PASSAGE FOR REVIEW —
»»
They’ll let anyone do this: Introducing Squawk

Greetings to the League of Reason.

For better or for worse I have been installed as a member of the blogging team. Many of you will be familiar with my posts on the boards, though to date my more significant contribution has been in the live chat.  With this additional role on the blog I hope to stimulate discussion on a variety of topics of interest to members of the league.

But what to do with this first post? Not an easy question to answer, so I suppose I ought to introduce myself to those who have not had reason to interact with me to date. I’m from the UK and was raised as a Catholic in accordance with my Mothers religious belief. I attended faith schools from the age of 4 until 18, one Church of England, the others Catholic. My religiosity throughout that time was inversely proportional to my ability to think critically and my exposure to new information.

As I grew older any notion of God receded into the background. In my early teens I reasoned my way out of organised religion, concluding that no God could possibly condone the sort of service that the church seemed to require. For starters, there was no way that I could sit on those damn wooden benches for a full hour and actually concentrate on the droning priest’s sermon, and the very act of attending church seemed to go against the stuff that was in the Bible anyway: Jesus condemned those who made loud noises about their religion, for example. At that time I became something akin to a deist. God couldn’t be as described by religion, but at the same time it made sense that one existed. The simple fact of existence rather than non-existence along with the seemingly infinite nature of time and space both suggested some form of transcendent being, I figured that the various religions were simply examples of people trying to get closer to this being.
««
EXERCISE TASKS —
1. Answer these from the Squawk introduction:
(a) What country is the writer from?
(b) Between what ages did the writer attend faith schools?
(c) What did the writer become after reasoning out of organized religion in early teens?
2. Copy the Squawk introduction from "Greetings to the" to "of the league.".
3. Please write the next part of the Squawk introduction, picking up after its final sentence.
The items have nothing to do with the work on the Squawk introduction.

THE DATA —
»»
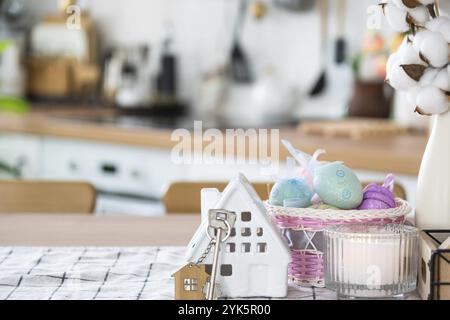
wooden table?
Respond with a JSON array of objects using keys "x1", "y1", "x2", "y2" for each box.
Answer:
[
  {"x1": 0, "y1": 108, "x2": 428, "y2": 175},
  {"x1": 0, "y1": 214, "x2": 200, "y2": 247}
]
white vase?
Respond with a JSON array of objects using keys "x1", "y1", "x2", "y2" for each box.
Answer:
[{"x1": 416, "y1": 112, "x2": 450, "y2": 229}]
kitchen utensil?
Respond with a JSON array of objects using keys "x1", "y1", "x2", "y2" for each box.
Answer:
[
  {"x1": 325, "y1": 224, "x2": 418, "y2": 299},
  {"x1": 112, "y1": 45, "x2": 150, "y2": 108},
  {"x1": 299, "y1": 118, "x2": 408, "y2": 140},
  {"x1": 230, "y1": 0, "x2": 253, "y2": 83},
  {"x1": 309, "y1": 0, "x2": 329, "y2": 97}
]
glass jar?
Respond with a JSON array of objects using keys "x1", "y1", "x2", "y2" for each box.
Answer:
[{"x1": 325, "y1": 224, "x2": 419, "y2": 298}]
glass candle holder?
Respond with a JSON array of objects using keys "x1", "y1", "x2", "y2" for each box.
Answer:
[{"x1": 325, "y1": 224, "x2": 419, "y2": 298}]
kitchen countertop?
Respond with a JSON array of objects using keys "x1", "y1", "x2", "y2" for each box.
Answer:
[
  {"x1": 0, "y1": 108, "x2": 427, "y2": 175},
  {"x1": 0, "y1": 214, "x2": 200, "y2": 247}
]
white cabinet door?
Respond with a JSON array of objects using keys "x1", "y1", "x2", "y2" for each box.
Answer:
[
  {"x1": 43, "y1": 138, "x2": 183, "y2": 198},
  {"x1": 0, "y1": 134, "x2": 41, "y2": 179}
]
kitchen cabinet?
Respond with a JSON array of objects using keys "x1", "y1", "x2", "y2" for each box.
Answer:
[
  {"x1": 42, "y1": 137, "x2": 183, "y2": 199},
  {"x1": 0, "y1": 134, "x2": 42, "y2": 179},
  {"x1": 0, "y1": 133, "x2": 417, "y2": 215}
]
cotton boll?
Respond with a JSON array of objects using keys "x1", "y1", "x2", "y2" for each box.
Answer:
[
  {"x1": 409, "y1": 7, "x2": 430, "y2": 25},
  {"x1": 433, "y1": 68, "x2": 450, "y2": 91},
  {"x1": 419, "y1": 0, "x2": 436, "y2": 6},
  {"x1": 406, "y1": 86, "x2": 422, "y2": 107},
  {"x1": 384, "y1": 3, "x2": 409, "y2": 32},
  {"x1": 419, "y1": 68, "x2": 439, "y2": 87},
  {"x1": 420, "y1": 32, "x2": 450, "y2": 68},
  {"x1": 425, "y1": 16, "x2": 450, "y2": 32},
  {"x1": 416, "y1": 86, "x2": 450, "y2": 115},
  {"x1": 412, "y1": 30, "x2": 433, "y2": 53},
  {"x1": 439, "y1": 20, "x2": 450, "y2": 43},
  {"x1": 386, "y1": 52, "x2": 400, "y2": 80},
  {"x1": 391, "y1": 0, "x2": 409, "y2": 11},
  {"x1": 389, "y1": 65, "x2": 417, "y2": 91},
  {"x1": 386, "y1": 52, "x2": 400, "y2": 74}
]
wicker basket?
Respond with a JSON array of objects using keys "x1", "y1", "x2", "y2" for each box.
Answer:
[{"x1": 264, "y1": 199, "x2": 411, "y2": 287}]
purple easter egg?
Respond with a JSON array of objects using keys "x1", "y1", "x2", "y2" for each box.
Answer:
[
  {"x1": 358, "y1": 199, "x2": 391, "y2": 210},
  {"x1": 363, "y1": 183, "x2": 394, "y2": 199},
  {"x1": 358, "y1": 183, "x2": 396, "y2": 210},
  {"x1": 363, "y1": 191, "x2": 395, "y2": 208},
  {"x1": 358, "y1": 199, "x2": 390, "y2": 210}
]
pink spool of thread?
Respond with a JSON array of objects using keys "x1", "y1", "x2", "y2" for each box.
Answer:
[{"x1": 358, "y1": 174, "x2": 396, "y2": 210}]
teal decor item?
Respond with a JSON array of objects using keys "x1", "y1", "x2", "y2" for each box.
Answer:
[{"x1": 314, "y1": 162, "x2": 363, "y2": 210}]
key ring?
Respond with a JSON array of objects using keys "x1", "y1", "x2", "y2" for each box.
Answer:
[{"x1": 206, "y1": 220, "x2": 231, "y2": 242}]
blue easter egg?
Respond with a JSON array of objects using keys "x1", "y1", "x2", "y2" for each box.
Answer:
[
  {"x1": 269, "y1": 179, "x2": 313, "y2": 208},
  {"x1": 314, "y1": 162, "x2": 363, "y2": 209}
]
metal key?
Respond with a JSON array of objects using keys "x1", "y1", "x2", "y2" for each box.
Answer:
[{"x1": 207, "y1": 210, "x2": 236, "y2": 300}]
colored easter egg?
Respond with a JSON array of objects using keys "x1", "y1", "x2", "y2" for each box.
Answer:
[
  {"x1": 269, "y1": 179, "x2": 313, "y2": 208},
  {"x1": 314, "y1": 162, "x2": 363, "y2": 209}
]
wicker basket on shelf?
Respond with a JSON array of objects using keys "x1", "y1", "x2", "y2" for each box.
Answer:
[{"x1": 264, "y1": 199, "x2": 411, "y2": 287}]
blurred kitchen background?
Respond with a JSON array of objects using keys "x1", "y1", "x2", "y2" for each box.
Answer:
[{"x1": 0, "y1": 0, "x2": 450, "y2": 215}]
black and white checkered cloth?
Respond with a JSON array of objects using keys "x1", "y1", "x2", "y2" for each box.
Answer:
[{"x1": 0, "y1": 247, "x2": 417, "y2": 300}]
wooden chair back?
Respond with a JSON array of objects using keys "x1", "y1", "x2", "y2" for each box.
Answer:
[
  {"x1": 163, "y1": 182, "x2": 406, "y2": 214},
  {"x1": 0, "y1": 180, "x2": 96, "y2": 214}
]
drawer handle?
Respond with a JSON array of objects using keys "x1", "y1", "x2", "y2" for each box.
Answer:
[{"x1": 102, "y1": 164, "x2": 119, "y2": 175}]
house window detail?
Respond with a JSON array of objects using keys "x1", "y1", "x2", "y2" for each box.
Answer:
[
  {"x1": 256, "y1": 242, "x2": 267, "y2": 253},
  {"x1": 220, "y1": 264, "x2": 233, "y2": 277},
  {"x1": 256, "y1": 228, "x2": 264, "y2": 237},
  {"x1": 183, "y1": 279, "x2": 198, "y2": 291},
  {"x1": 241, "y1": 212, "x2": 252, "y2": 222},
  {"x1": 241, "y1": 228, "x2": 252, "y2": 237},
  {"x1": 227, "y1": 242, "x2": 236, "y2": 253},
  {"x1": 241, "y1": 242, "x2": 252, "y2": 253}
]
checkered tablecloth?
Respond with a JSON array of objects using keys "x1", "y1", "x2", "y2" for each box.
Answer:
[{"x1": 0, "y1": 247, "x2": 416, "y2": 300}]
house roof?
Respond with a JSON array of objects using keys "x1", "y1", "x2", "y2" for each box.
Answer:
[
  {"x1": 186, "y1": 174, "x2": 291, "y2": 261},
  {"x1": 171, "y1": 263, "x2": 205, "y2": 277}
]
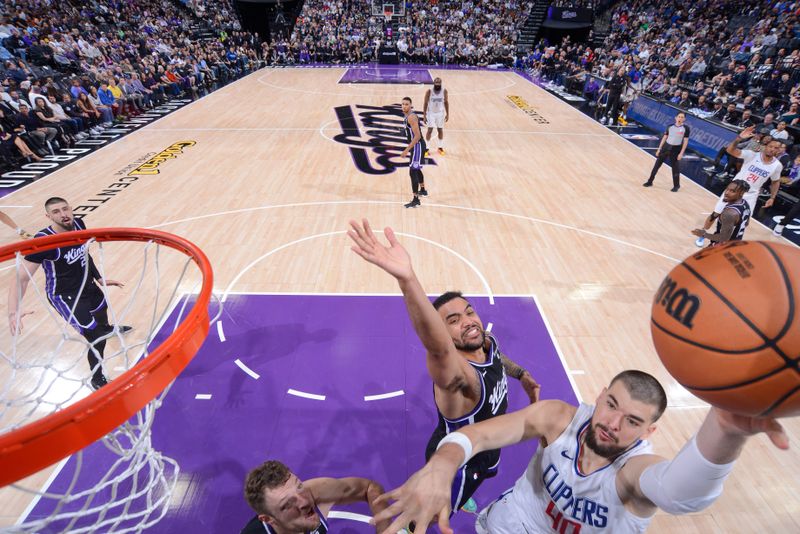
««
RESULTS —
1.
(a) The UK
(b) From 4 until 18
(c) Something akin to a deist

2.
Greetings to the League of Reason.

For better or for worse I have been installed as a member of the blogging team. Many of you will be familiar with my posts on the boards, though to date my more significant contribution has been in the live chat.  With this additional role on the blog I hope to stimulate discussion on a variety of topics of interest to members of the league.

3.
The straw that broke the camels back of my religiosity was the realisation that “I don’t know” is an acceptable, if unsatisfying, answer. Indeed it is the only answer that can be given honestly in many situations. After becoming atheist I didn’t give the matter a great deal of thought until I was introduced to creationism. I had remained blissfully unaware of the phenomenon up until my early 20’s and was simply staggered that anyone could believe such nonsense. On first learning of it I figured it must be some minority cult akin to the flat earth society. My shock on discovering how pervasive the belief is had a profound impact on my life. It transformed my atheism, fairly benign until that time, to anti-theism, a position that grows stronger daily. I find religion to be divisive, intolerant and hateful once you scrape away the respectable echelons of the moderate faithful.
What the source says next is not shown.